WHAT IS REQUIRED :: Produce an exact copy of the lines below, starting at the first and ending with the line containing "445, row 106".

GIVEN DATA ::
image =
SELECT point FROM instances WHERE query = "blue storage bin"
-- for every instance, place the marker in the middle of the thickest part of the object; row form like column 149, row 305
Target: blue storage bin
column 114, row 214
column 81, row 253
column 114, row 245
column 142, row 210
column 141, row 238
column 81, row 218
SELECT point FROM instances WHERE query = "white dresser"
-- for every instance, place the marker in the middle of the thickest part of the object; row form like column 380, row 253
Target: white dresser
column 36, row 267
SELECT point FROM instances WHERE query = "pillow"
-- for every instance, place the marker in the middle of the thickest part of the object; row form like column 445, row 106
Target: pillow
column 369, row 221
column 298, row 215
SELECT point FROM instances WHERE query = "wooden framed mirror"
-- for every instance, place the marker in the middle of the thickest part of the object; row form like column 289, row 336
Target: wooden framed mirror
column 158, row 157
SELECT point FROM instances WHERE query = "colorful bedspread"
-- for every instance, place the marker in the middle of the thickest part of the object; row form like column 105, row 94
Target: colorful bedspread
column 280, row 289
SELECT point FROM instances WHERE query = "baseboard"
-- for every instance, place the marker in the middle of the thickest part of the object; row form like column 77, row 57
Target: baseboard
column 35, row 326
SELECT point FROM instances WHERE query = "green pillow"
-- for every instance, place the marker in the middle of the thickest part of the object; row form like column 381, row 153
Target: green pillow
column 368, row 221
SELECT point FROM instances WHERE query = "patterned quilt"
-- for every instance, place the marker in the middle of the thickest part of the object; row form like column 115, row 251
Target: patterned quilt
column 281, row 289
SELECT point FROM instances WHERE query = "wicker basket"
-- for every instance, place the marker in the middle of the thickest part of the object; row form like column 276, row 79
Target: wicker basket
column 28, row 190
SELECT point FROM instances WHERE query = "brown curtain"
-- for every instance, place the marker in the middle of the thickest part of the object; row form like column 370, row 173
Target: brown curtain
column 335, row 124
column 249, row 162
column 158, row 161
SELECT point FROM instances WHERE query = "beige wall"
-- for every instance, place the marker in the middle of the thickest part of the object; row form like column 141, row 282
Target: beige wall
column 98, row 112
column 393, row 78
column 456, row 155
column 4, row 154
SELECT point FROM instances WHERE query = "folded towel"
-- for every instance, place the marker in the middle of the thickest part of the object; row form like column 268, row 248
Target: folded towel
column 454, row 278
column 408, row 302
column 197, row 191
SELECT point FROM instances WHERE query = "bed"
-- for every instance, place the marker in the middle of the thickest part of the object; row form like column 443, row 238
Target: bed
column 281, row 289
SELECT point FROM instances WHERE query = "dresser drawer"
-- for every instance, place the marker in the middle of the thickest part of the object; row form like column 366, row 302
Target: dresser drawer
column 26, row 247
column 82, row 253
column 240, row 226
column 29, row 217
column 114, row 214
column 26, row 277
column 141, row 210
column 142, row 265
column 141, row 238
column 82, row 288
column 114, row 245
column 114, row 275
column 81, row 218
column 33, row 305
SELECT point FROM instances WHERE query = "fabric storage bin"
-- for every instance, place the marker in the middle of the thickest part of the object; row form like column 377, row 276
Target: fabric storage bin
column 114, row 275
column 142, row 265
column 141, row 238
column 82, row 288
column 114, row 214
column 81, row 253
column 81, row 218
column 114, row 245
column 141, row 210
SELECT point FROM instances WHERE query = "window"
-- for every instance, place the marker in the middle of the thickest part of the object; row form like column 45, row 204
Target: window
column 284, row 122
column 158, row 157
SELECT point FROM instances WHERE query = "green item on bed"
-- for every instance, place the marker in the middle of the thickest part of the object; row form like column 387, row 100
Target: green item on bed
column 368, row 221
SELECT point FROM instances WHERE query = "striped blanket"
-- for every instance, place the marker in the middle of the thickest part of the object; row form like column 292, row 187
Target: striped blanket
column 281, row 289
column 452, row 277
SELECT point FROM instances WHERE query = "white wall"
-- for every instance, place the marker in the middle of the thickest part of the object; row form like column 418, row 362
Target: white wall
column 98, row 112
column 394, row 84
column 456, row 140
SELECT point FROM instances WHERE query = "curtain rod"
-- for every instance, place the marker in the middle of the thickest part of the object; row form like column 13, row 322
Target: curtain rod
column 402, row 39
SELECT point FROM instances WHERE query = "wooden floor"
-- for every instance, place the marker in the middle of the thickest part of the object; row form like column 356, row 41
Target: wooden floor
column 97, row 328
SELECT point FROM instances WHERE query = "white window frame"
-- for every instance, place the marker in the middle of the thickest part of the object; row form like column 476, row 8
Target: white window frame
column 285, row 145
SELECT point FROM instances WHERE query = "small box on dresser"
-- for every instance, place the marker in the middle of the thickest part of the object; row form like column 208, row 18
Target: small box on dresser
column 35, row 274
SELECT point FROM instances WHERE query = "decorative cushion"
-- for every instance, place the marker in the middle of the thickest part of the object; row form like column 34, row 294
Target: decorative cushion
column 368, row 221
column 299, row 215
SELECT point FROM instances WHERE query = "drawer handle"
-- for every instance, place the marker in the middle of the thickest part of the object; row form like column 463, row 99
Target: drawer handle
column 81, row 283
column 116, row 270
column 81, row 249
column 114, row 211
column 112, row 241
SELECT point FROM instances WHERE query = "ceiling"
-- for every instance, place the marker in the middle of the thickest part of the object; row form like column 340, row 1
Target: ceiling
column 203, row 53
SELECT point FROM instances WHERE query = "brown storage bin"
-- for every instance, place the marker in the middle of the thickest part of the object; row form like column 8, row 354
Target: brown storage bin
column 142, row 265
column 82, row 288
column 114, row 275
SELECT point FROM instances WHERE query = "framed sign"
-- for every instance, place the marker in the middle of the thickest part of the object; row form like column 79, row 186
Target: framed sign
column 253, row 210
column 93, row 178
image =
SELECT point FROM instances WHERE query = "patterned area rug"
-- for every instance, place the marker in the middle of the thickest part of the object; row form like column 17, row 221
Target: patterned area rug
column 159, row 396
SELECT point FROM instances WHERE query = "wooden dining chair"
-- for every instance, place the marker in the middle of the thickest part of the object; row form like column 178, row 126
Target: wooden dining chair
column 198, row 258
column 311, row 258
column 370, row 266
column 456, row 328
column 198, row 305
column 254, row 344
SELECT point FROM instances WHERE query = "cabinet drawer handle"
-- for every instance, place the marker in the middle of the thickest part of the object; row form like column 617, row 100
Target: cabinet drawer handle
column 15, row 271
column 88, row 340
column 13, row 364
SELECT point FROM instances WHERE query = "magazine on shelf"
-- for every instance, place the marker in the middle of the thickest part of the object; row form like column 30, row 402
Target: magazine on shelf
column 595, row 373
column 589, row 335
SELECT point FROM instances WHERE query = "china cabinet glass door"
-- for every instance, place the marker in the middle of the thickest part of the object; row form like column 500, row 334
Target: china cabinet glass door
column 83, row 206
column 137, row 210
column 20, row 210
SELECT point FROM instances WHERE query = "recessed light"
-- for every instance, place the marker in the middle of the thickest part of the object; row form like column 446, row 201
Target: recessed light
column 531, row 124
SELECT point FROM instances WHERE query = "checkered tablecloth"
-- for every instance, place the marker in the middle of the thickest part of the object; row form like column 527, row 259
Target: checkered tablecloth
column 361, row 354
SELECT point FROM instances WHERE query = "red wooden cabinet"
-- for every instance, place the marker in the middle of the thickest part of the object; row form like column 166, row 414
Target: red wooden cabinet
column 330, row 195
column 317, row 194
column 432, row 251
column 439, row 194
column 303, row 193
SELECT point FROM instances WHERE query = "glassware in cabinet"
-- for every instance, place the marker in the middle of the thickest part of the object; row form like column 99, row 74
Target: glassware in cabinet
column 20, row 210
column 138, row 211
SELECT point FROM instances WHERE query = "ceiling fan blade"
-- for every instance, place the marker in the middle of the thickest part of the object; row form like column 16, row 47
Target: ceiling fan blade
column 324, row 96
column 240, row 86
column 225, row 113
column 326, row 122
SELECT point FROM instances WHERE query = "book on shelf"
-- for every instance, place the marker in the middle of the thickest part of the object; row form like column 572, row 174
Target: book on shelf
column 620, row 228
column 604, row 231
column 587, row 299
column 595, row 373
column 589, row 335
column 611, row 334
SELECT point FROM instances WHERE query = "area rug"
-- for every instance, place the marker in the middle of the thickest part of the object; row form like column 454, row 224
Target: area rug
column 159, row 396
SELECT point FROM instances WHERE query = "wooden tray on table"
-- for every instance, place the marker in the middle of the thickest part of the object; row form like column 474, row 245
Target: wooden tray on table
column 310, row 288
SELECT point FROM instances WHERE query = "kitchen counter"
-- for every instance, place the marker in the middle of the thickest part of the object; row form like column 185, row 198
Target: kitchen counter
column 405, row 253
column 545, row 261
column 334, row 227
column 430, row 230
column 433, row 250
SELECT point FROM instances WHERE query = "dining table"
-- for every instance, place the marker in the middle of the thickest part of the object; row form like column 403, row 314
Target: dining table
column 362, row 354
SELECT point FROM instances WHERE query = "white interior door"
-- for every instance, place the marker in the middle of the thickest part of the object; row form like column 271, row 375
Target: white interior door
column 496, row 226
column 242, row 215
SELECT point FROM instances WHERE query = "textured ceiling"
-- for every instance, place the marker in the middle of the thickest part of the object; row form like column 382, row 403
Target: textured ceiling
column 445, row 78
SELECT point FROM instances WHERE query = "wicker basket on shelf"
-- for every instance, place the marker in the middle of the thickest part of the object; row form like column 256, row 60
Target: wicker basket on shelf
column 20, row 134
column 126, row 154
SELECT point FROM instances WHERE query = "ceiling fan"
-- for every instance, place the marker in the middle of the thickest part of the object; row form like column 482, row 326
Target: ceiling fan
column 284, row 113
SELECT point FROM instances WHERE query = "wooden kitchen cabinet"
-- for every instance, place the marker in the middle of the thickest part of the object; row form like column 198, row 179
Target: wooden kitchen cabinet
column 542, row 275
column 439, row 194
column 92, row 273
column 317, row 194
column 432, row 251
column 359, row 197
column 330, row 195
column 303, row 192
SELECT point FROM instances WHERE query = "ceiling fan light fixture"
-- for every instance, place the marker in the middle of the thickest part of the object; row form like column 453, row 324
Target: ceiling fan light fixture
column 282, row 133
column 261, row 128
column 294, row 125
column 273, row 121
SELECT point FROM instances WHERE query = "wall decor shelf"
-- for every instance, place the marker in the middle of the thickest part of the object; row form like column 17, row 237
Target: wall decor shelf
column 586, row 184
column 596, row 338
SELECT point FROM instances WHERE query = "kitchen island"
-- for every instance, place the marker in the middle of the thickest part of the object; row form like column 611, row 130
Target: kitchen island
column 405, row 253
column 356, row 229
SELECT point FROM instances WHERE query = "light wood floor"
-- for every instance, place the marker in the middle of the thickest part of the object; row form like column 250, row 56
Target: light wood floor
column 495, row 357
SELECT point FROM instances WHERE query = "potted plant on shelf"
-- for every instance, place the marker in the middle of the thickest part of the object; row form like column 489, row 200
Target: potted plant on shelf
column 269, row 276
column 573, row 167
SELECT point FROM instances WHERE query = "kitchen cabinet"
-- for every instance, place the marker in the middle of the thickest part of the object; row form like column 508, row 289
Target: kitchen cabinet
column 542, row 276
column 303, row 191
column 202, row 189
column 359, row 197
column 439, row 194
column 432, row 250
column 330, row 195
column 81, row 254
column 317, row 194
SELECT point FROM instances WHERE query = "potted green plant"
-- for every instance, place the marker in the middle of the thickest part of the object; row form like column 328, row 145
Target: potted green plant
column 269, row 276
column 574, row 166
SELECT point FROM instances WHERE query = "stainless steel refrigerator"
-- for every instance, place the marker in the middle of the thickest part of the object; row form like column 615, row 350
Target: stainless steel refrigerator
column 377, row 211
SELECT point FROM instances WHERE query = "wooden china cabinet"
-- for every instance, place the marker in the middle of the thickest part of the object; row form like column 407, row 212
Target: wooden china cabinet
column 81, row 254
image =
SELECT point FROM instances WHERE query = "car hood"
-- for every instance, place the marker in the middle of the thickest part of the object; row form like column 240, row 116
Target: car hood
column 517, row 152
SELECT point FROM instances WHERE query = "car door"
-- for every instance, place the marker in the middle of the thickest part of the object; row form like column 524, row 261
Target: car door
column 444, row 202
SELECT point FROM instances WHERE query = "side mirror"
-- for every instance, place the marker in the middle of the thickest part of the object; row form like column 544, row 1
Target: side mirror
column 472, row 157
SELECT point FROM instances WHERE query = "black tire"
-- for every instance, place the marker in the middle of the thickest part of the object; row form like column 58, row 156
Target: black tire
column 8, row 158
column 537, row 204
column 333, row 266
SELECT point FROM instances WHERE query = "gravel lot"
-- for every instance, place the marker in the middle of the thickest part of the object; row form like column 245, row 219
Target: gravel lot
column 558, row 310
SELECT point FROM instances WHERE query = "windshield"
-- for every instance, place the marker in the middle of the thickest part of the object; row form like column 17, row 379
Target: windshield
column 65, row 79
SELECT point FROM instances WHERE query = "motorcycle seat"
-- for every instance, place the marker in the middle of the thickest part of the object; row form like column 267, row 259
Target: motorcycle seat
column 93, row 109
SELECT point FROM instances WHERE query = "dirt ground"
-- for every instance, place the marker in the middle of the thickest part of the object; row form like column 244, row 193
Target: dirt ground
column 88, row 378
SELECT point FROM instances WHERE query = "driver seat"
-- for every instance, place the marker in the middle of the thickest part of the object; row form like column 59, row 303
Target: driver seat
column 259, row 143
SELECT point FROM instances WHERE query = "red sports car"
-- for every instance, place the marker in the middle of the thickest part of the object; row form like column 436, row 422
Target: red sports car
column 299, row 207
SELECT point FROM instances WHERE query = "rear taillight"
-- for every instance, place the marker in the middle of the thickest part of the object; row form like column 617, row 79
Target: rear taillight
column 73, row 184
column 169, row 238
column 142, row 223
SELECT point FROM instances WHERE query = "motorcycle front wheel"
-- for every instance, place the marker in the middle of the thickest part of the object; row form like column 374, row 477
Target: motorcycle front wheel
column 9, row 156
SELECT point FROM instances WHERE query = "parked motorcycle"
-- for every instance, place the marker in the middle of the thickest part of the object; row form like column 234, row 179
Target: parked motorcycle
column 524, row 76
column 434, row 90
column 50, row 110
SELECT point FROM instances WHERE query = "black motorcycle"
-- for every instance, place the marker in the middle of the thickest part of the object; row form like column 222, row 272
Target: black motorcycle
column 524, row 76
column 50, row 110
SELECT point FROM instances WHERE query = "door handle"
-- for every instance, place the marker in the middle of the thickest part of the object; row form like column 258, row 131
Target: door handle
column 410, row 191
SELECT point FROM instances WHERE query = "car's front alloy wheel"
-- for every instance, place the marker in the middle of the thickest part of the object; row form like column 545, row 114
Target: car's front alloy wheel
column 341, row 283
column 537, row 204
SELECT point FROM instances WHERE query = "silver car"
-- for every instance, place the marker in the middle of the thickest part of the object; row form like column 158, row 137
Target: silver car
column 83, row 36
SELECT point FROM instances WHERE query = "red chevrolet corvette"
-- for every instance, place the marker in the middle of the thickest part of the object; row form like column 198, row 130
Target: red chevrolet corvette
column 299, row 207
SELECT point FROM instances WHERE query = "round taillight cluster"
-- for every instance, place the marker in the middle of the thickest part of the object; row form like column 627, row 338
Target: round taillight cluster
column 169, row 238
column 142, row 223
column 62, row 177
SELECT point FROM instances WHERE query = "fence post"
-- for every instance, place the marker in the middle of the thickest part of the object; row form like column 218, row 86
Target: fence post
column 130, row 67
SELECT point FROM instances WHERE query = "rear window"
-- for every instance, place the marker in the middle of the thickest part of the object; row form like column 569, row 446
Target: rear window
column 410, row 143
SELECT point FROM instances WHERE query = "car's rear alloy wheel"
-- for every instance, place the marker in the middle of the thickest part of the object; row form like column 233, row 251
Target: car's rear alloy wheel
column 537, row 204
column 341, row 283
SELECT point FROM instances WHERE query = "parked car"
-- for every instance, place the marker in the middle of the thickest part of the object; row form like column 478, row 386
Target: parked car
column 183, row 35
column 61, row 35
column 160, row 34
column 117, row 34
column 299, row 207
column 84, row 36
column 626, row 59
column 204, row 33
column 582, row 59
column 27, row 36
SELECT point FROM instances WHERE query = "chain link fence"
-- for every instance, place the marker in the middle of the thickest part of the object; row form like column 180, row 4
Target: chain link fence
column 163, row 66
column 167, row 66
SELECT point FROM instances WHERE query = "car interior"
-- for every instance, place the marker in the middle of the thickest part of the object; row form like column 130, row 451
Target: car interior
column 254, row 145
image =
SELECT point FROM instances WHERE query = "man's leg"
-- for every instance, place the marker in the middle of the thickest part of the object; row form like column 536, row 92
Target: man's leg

SOLUTION FOR THIS TASK ::
image =
SELECT point FROM instances WHERE query = "blue storage bin"
-- for every instance, place the marker in the middle of the thickest part of the object; row form like column 149, row 305
Target: blue storage bin
column 114, row 214
column 81, row 253
column 114, row 245
column 142, row 210
column 141, row 238
column 81, row 218
SELECT point FROM instances WHERE query = "white dresser"
-- for every instance, place the marker in the middle of the thickest part of the object; row form like column 380, row 253
Target: white dresser
column 36, row 267
SELECT point FROM instances WHERE query = "pillow"
-- for every instance, place the marker in the middle of the thickest part of the object; row form like column 445, row 106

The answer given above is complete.